» **Directions**
Copy the entries below exactly. Images do not belong in the copy.

# # #

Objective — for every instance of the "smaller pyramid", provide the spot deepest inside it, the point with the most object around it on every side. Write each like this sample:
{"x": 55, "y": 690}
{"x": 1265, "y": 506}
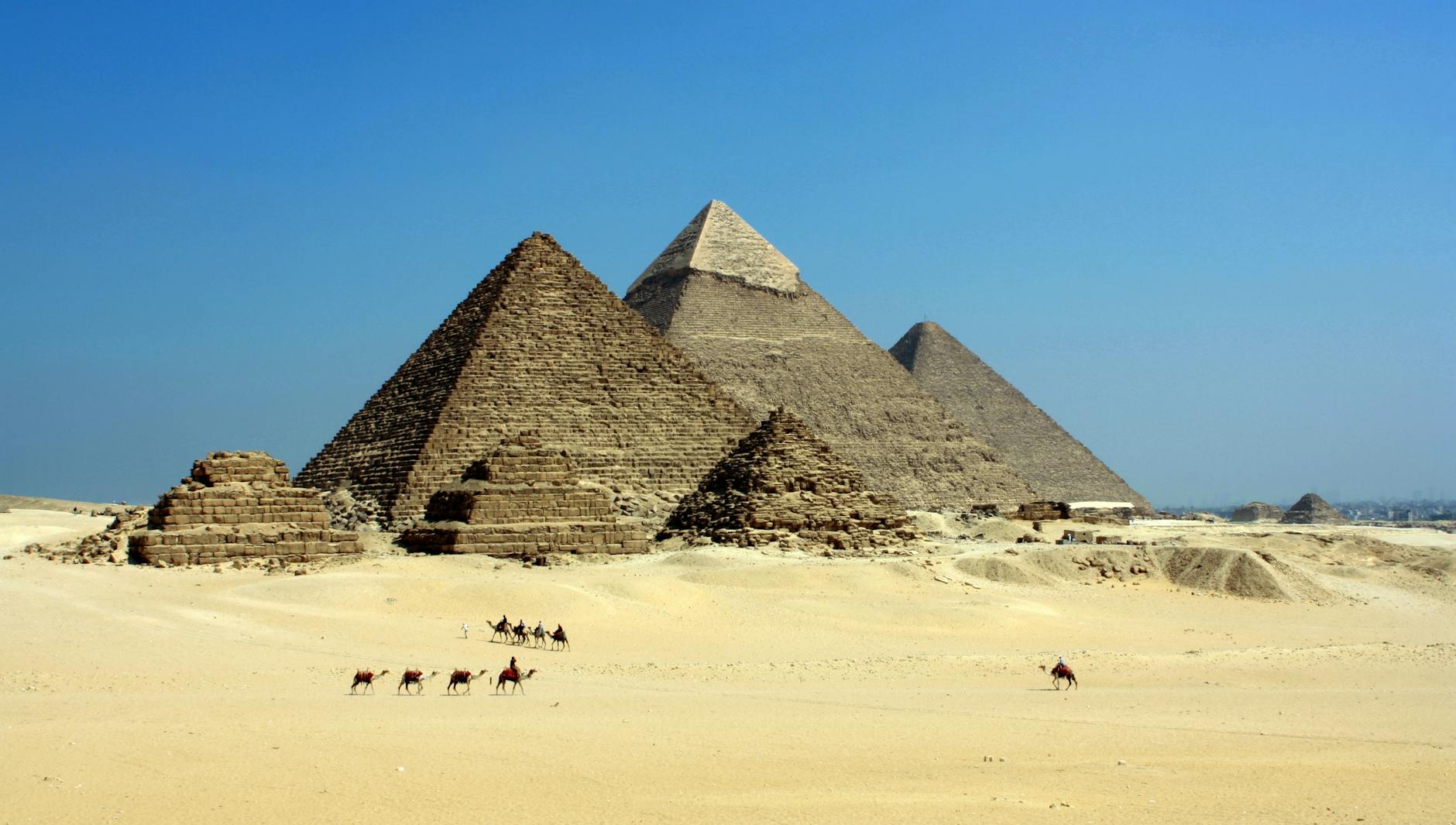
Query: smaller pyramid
{"x": 1056, "y": 466}
{"x": 718, "y": 242}
{"x": 784, "y": 480}
{"x": 523, "y": 500}
{"x": 1312, "y": 510}
{"x": 239, "y": 504}
{"x": 1257, "y": 512}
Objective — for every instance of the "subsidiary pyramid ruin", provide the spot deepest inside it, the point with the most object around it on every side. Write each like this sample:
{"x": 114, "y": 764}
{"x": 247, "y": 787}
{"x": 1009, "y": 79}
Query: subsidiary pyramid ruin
{"x": 541, "y": 345}
{"x": 782, "y": 480}
{"x": 521, "y": 502}
{"x": 1312, "y": 510}
{"x": 239, "y": 506}
{"x": 1056, "y": 466}
{"x": 740, "y": 309}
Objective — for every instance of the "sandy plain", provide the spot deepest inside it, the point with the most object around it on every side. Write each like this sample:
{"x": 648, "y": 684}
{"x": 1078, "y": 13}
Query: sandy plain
{"x": 737, "y": 686}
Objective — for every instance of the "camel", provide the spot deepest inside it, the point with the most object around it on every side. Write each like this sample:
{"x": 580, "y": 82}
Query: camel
{"x": 514, "y": 678}
{"x": 559, "y": 638}
{"x": 415, "y": 678}
{"x": 503, "y": 628}
{"x": 366, "y": 678}
{"x": 462, "y": 678}
{"x": 1062, "y": 672}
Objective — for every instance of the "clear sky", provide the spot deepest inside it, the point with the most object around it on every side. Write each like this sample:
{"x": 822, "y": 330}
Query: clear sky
{"x": 1214, "y": 241}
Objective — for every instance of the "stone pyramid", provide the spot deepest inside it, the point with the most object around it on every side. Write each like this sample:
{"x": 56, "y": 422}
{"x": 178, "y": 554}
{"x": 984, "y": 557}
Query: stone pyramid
{"x": 784, "y": 480}
{"x": 541, "y": 345}
{"x": 239, "y": 504}
{"x": 523, "y": 500}
{"x": 1312, "y": 510}
{"x": 743, "y": 314}
{"x": 1056, "y": 466}
{"x": 1257, "y": 512}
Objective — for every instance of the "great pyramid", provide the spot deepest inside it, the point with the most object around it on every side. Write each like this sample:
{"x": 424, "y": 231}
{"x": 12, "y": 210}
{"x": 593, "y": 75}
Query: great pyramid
{"x": 541, "y": 345}
{"x": 739, "y": 308}
{"x": 1312, "y": 510}
{"x": 784, "y": 480}
{"x": 1056, "y": 466}
{"x": 523, "y": 500}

# # #

» **Exercise answer**
Objective — for every instance of the "smaller pyramid", provide the spot deepest inside it, the point with the most object around it on every side. Write each like this sample:
{"x": 55, "y": 690}
{"x": 1265, "y": 506}
Query: smaller pyramid
{"x": 1056, "y": 466}
{"x": 718, "y": 242}
{"x": 784, "y": 480}
{"x": 523, "y": 500}
{"x": 1312, "y": 510}
{"x": 239, "y": 504}
{"x": 1257, "y": 512}
Objective — for every instance of the "subsidiary pyramid ruin", provide the spot deepest inside it, the point with the most object around it on every side. Write each like this sample:
{"x": 114, "y": 764}
{"x": 247, "y": 787}
{"x": 1009, "y": 79}
Query: subsidiary pyramid ruin
{"x": 541, "y": 345}
{"x": 782, "y": 480}
{"x": 521, "y": 502}
{"x": 1312, "y": 510}
{"x": 239, "y": 506}
{"x": 1056, "y": 466}
{"x": 740, "y": 309}
Objective — for every instance of the "sandy plain", provide the spot deepest inside it, the point with the most object around it on every side. Write each like this sample:
{"x": 648, "y": 684}
{"x": 1078, "y": 13}
Query: sandy plain
{"x": 737, "y": 686}
Objective — for every instance of the "camel", provide the spot deepest inside it, the point with the most object around it on every side. Write each like this sample:
{"x": 580, "y": 82}
Query: camel
{"x": 514, "y": 678}
{"x": 559, "y": 638}
{"x": 415, "y": 678}
{"x": 503, "y": 628}
{"x": 366, "y": 678}
{"x": 462, "y": 678}
{"x": 1062, "y": 672}
Objective — for every instance of the "clear sky", provide the spot deepest inside it, the point with the most object around it on every side. Write each like this sample:
{"x": 822, "y": 330}
Query: clear sky
{"x": 1214, "y": 241}
Objective — for every instance of the "stone pyramid", provide the spot deepest inside it, the point with the most object around it on every side. Write each like this sample:
{"x": 56, "y": 422}
{"x": 178, "y": 554}
{"x": 984, "y": 557}
Query: stone pyramid
{"x": 784, "y": 480}
{"x": 541, "y": 345}
{"x": 239, "y": 504}
{"x": 523, "y": 500}
{"x": 1312, "y": 510}
{"x": 743, "y": 314}
{"x": 1056, "y": 466}
{"x": 1257, "y": 512}
Objective — for every instance of the "great pyramid", provide the spot deepest inside it, the point with the most object around it on every side. Write each like this sample:
{"x": 424, "y": 231}
{"x": 12, "y": 210}
{"x": 593, "y": 75}
Query: great pyramid
{"x": 541, "y": 345}
{"x": 739, "y": 308}
{"x": 1312, "y": 510}
{"x": 784, "y": 480}
{"x": 1056, "y": 466}
{"x": 523, "y": 500}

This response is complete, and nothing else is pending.